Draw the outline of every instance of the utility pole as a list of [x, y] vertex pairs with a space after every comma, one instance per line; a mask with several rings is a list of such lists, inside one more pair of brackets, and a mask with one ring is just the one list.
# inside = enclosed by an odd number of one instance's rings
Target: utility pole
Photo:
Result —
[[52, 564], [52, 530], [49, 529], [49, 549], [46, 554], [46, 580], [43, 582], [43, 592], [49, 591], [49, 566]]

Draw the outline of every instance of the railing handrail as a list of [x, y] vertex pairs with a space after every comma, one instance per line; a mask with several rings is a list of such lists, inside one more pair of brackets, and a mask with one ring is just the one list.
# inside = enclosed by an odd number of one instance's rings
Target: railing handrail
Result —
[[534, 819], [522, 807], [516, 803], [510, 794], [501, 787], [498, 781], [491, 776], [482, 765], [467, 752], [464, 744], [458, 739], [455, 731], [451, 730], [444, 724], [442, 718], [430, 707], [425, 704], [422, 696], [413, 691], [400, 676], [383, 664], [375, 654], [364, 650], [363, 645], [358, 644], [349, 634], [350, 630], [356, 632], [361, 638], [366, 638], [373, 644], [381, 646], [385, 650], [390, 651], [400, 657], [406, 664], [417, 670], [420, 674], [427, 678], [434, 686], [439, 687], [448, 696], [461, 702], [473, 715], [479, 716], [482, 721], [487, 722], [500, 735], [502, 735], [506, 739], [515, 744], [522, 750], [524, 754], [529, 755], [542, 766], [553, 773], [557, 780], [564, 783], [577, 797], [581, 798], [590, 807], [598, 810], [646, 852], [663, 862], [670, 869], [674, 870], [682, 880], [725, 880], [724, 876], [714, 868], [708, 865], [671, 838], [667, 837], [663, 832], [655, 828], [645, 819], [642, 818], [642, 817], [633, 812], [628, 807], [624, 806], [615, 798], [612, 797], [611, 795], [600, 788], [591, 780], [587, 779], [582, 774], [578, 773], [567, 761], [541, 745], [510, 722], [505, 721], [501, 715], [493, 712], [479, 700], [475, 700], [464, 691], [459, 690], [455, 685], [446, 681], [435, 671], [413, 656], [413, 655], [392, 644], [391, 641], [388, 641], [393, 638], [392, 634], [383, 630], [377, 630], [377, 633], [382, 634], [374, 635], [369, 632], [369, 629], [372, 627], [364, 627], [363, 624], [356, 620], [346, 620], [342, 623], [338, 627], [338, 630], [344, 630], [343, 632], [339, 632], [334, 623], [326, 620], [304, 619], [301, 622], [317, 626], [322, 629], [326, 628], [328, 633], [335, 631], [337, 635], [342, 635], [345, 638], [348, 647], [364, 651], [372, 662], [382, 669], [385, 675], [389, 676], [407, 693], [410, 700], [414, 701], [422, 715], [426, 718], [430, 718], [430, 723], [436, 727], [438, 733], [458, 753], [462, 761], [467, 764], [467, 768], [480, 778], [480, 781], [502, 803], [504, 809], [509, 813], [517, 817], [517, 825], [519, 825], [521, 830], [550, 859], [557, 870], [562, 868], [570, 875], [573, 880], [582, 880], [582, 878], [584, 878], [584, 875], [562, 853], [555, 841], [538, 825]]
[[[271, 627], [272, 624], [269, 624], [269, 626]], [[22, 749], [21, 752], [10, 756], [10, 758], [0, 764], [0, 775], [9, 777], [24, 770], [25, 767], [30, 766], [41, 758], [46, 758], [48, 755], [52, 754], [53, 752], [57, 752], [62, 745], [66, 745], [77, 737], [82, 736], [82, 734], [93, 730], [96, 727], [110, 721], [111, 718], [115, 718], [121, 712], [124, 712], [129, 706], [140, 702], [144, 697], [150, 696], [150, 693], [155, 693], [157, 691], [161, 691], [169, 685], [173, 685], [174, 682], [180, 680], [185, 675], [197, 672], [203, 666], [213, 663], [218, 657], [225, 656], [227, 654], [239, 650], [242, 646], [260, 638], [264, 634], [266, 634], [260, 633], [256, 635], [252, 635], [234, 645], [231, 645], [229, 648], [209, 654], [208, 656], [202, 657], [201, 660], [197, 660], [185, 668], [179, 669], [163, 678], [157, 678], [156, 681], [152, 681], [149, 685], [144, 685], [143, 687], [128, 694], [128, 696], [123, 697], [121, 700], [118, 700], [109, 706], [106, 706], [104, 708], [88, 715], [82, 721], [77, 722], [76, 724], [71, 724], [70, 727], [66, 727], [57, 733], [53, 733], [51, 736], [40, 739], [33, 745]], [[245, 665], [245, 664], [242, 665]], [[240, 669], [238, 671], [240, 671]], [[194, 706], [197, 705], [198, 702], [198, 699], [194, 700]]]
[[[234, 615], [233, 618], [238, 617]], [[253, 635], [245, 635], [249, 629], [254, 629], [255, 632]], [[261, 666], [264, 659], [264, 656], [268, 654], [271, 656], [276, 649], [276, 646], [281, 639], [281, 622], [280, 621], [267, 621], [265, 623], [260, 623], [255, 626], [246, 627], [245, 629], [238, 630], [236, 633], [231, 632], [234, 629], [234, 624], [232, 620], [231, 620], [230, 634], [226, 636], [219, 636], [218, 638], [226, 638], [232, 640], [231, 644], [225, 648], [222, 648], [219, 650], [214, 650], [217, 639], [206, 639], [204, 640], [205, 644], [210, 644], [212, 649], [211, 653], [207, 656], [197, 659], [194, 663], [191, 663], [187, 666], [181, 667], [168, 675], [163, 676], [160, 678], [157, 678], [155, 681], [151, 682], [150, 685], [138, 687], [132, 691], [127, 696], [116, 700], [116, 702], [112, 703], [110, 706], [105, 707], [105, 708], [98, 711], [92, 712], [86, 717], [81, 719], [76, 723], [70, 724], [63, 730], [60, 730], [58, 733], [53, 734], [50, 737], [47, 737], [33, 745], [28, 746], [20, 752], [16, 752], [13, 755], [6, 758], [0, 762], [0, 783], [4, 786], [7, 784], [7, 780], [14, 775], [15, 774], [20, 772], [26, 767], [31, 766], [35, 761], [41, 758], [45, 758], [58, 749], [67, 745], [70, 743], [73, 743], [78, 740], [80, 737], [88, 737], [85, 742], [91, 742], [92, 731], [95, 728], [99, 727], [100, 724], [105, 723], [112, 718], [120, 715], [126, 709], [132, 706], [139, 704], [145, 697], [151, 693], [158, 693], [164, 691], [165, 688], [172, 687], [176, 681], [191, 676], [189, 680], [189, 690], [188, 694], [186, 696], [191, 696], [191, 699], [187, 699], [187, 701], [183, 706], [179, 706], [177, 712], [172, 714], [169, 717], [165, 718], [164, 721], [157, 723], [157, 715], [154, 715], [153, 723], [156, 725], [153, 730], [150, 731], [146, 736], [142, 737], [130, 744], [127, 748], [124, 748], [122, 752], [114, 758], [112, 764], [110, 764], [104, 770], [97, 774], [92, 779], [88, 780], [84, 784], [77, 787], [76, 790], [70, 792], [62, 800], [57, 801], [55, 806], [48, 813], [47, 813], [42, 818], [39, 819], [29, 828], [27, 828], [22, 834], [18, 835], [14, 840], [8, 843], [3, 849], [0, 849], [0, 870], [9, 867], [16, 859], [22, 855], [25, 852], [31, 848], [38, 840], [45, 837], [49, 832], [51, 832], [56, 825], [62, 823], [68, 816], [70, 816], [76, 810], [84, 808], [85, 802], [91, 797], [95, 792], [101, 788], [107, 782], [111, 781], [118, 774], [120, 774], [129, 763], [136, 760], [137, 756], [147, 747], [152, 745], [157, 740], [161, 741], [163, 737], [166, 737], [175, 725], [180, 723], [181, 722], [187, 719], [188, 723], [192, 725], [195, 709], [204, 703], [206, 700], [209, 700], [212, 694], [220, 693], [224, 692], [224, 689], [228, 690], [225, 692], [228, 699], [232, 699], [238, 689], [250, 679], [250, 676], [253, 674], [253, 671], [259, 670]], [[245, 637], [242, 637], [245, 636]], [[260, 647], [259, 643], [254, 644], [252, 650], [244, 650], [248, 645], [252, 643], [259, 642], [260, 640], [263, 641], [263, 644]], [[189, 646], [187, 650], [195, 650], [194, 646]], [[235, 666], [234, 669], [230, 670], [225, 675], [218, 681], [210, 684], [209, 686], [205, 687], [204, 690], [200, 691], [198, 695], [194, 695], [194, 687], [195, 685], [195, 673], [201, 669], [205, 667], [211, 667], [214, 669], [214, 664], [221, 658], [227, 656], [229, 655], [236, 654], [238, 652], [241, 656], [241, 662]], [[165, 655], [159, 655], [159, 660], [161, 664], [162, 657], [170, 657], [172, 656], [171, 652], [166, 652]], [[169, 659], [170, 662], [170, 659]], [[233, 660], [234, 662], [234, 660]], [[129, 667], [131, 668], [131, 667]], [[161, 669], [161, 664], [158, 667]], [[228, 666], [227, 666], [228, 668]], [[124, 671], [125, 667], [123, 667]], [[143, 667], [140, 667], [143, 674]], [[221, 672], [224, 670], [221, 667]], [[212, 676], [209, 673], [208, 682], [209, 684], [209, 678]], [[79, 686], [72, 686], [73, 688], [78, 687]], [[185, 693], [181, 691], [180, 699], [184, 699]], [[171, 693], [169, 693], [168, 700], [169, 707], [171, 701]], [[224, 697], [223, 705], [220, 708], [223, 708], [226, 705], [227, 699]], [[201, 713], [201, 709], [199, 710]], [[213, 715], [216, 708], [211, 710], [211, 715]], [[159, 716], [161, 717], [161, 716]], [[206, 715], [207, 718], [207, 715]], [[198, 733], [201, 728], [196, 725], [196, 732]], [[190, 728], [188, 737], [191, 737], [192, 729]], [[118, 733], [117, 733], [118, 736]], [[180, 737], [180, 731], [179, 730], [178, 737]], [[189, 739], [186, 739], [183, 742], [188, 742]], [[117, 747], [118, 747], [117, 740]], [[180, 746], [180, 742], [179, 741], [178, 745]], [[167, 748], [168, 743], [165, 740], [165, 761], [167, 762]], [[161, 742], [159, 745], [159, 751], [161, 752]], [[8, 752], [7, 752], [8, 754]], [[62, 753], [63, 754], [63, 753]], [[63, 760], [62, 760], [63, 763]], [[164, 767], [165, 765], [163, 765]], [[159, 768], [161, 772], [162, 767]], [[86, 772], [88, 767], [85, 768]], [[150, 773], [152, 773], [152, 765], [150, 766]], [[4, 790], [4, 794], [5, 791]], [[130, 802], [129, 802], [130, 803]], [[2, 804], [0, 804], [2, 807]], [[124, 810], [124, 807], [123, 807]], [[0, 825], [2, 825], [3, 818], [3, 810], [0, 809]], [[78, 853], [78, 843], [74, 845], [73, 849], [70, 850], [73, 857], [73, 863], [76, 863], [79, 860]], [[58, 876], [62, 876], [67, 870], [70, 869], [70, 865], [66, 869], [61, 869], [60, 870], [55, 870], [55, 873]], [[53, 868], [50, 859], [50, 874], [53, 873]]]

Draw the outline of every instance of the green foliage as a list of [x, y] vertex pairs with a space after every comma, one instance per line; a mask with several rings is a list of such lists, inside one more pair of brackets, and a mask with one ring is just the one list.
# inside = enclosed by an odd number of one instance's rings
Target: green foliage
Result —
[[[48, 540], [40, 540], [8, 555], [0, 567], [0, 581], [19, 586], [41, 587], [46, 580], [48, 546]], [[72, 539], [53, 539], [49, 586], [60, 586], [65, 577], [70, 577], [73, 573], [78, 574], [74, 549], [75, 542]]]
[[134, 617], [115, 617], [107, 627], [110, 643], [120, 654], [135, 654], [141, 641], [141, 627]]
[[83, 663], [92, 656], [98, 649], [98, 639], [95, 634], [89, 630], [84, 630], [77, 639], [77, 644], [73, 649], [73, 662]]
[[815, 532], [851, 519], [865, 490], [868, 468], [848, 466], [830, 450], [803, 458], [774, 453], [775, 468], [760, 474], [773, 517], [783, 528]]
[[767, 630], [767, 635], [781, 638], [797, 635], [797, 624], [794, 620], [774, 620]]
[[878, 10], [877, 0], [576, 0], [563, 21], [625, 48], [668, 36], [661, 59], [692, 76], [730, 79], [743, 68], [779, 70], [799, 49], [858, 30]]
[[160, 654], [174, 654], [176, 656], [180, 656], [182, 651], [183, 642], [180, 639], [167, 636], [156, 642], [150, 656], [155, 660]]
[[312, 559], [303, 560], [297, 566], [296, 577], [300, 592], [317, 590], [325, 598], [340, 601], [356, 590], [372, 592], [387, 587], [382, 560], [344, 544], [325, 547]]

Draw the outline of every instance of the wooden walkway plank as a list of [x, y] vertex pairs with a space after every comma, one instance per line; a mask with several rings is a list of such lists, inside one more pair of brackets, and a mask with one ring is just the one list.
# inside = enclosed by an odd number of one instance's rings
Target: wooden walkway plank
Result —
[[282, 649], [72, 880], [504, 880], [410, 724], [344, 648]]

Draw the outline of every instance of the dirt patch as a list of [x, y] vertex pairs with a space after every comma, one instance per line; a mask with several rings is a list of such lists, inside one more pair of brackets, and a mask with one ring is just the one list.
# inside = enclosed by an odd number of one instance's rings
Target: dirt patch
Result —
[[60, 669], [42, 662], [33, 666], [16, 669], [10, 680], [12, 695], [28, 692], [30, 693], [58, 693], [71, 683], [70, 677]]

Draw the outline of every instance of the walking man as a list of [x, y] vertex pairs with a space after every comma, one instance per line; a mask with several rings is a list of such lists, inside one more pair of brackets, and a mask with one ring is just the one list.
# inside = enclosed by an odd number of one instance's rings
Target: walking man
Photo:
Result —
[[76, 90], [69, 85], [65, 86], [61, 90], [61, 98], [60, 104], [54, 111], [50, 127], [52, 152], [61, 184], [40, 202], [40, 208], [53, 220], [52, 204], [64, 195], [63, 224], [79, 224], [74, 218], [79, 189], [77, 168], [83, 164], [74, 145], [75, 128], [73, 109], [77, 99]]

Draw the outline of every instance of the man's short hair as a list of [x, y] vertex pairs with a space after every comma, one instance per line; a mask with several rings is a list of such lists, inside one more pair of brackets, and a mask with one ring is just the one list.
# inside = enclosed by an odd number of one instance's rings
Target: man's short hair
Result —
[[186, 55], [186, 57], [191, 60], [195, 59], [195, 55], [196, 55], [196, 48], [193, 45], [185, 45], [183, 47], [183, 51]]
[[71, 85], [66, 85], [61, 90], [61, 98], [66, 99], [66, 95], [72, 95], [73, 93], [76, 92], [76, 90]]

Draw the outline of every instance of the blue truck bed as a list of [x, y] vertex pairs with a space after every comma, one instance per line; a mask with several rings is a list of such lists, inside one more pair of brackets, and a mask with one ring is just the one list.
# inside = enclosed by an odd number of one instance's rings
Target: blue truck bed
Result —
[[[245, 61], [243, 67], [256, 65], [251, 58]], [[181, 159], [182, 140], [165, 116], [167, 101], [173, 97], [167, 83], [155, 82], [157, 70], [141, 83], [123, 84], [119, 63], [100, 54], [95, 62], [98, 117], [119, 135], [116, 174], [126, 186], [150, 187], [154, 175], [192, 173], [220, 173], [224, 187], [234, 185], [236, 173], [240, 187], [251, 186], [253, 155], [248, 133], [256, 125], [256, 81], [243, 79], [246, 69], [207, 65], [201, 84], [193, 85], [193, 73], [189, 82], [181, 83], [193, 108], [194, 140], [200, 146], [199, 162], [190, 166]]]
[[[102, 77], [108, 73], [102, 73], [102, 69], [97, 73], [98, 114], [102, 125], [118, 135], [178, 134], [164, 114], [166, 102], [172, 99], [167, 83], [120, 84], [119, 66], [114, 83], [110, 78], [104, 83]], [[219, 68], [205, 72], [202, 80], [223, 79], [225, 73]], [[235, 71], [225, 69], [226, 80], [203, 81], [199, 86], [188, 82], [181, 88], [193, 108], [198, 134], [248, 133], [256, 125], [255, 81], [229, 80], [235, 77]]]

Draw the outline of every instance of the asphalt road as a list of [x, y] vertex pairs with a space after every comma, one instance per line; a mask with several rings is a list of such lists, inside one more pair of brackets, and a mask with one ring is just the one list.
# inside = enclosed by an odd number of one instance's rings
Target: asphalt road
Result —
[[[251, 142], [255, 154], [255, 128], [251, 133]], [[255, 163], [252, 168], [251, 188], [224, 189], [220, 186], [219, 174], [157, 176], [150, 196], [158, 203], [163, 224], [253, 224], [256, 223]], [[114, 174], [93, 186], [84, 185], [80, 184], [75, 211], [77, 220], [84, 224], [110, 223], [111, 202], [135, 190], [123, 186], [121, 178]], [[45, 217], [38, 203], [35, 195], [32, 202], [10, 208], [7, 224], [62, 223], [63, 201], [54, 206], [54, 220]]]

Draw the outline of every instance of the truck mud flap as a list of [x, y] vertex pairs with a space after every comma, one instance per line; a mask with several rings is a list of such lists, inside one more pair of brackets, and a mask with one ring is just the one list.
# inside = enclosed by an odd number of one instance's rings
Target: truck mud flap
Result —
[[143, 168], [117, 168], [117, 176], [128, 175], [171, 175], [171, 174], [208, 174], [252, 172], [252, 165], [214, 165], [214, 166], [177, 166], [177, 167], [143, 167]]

=-=-=-=-=

> **Exercise details**:
Copy only this span: the line that contains "Draw the outline of every instance of the truck", the last line, and every line between them.

> **Solved problem**:
Draw the outline of every instance of the truck mud flap as a list of [x, y] vertex pairs with a space after every comma, one instance per line; a mask with several rings is a list of such lists, inside one more pair of brackets, and a mask with one ring is just the one list.
# inside = enclosed by an odd number of one instance's rings
Target: truck mud flap
Result —
[[143, 168], [117, 168], [117, 176], [128, 175], [171, 175], [171, 174], [208, 174], [252, 172], [252, 165], [214, 165], [214, 166], [177, 166], [177, 167], [143, 167]]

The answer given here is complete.